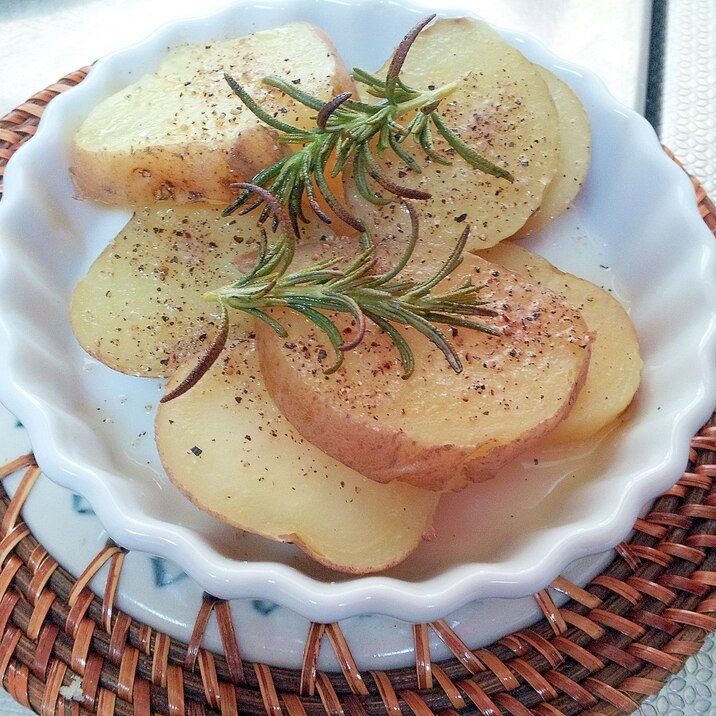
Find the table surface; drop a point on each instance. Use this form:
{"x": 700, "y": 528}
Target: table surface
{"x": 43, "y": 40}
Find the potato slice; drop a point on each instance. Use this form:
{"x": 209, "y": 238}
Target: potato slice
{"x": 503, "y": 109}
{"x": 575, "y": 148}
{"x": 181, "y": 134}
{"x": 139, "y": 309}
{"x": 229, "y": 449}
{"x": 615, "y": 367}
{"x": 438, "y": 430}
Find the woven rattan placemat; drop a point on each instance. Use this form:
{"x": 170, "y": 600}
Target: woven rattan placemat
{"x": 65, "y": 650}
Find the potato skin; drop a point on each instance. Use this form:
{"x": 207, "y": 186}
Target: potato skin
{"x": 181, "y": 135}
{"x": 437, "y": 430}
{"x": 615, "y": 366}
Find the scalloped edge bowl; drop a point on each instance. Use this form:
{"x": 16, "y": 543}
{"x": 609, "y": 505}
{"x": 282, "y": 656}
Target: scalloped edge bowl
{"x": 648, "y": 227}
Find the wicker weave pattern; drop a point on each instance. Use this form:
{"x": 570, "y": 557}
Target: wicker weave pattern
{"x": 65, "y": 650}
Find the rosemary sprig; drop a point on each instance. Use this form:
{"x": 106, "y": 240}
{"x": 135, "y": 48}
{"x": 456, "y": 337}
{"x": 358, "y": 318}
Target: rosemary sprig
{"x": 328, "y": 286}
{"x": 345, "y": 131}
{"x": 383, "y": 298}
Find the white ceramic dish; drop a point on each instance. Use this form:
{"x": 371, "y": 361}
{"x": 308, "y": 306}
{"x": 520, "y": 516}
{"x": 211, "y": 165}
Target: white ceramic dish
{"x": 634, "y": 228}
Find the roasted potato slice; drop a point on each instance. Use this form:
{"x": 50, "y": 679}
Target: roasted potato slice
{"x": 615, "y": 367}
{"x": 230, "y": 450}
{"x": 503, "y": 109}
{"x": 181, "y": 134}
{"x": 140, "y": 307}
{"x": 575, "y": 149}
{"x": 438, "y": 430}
──────────
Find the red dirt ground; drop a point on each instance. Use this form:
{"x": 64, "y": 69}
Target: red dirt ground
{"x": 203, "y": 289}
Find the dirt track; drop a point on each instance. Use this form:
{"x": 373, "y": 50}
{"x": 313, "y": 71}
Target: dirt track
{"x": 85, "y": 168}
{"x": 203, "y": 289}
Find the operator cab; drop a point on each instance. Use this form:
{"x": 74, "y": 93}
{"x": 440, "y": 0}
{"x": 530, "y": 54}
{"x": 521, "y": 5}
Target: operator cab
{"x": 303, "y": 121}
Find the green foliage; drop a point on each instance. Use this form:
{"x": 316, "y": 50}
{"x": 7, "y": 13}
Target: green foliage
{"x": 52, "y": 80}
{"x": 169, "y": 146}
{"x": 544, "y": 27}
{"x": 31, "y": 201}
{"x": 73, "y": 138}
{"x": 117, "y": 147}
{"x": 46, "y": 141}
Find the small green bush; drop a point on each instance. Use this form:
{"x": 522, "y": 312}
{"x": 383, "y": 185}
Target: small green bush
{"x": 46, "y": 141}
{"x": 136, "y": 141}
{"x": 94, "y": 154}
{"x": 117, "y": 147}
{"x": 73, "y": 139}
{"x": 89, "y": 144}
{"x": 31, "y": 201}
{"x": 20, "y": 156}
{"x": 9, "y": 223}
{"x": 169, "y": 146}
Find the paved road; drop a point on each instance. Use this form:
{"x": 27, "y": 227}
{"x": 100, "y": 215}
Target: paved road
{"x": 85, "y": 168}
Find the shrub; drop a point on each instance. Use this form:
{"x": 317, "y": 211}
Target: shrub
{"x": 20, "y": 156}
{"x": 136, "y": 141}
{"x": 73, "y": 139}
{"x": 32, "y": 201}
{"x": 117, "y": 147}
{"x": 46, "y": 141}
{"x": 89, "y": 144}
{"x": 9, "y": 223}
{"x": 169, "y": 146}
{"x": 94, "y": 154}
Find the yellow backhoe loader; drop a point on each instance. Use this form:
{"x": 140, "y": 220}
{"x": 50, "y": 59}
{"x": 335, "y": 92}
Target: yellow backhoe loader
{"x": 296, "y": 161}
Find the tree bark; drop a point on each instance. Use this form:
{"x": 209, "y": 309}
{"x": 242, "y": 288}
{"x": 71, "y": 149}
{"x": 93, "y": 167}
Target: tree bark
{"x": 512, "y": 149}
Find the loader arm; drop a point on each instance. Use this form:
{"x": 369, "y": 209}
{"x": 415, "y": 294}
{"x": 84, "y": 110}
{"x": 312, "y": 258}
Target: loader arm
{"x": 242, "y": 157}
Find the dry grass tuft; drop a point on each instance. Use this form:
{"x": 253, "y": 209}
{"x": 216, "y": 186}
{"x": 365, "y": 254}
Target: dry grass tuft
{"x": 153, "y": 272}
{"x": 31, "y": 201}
──────────
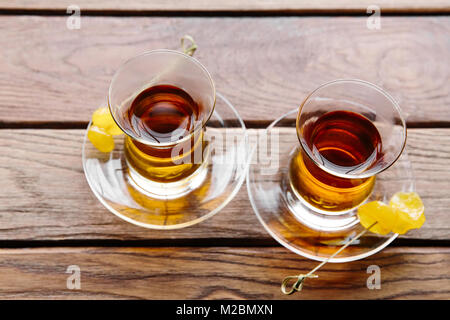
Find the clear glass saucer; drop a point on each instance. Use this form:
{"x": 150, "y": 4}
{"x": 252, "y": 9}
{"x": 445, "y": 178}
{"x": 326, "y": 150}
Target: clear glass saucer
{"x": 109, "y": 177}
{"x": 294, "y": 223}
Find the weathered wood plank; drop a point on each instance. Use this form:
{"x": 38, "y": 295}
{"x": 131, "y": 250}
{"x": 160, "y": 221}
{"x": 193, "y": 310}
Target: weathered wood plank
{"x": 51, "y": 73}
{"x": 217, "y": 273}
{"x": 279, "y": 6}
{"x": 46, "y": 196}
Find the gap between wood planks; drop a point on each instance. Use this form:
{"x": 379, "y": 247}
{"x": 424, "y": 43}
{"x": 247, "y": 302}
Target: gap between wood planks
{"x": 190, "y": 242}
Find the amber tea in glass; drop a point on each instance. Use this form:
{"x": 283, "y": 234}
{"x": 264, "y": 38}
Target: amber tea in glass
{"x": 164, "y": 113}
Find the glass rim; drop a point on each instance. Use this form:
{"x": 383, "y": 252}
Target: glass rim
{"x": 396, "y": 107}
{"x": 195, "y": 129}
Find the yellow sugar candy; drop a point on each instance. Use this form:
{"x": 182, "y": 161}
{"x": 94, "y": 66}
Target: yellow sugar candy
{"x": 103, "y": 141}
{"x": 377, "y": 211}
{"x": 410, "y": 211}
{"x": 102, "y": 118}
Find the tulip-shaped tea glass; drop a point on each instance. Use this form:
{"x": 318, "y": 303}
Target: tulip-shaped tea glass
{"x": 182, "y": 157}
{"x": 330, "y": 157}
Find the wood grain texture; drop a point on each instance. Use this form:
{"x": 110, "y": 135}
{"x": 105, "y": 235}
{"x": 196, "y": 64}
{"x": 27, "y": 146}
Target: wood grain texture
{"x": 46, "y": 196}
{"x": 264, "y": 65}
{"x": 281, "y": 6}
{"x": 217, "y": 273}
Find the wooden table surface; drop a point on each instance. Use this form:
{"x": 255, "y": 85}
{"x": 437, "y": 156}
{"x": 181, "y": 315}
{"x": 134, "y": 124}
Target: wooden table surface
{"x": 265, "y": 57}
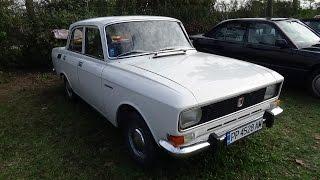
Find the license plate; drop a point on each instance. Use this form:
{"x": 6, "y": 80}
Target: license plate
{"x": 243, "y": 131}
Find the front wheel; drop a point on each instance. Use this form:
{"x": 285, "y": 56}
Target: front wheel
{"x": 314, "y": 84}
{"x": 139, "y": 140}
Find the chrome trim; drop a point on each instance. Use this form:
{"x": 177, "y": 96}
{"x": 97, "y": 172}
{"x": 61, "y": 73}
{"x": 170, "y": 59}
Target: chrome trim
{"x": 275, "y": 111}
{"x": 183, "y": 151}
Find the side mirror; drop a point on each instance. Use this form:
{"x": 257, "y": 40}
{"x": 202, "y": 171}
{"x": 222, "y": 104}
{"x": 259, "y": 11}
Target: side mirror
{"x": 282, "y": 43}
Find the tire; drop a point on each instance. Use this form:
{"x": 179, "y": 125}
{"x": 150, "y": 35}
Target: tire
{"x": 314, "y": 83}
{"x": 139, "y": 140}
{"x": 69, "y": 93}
──────────
Show each line in the items above that contains the string "amber", treating uppercase and lowercase as different.

Find the amber tea in glass; drop a point on each instance. Use this form:
Target: amber tea in glass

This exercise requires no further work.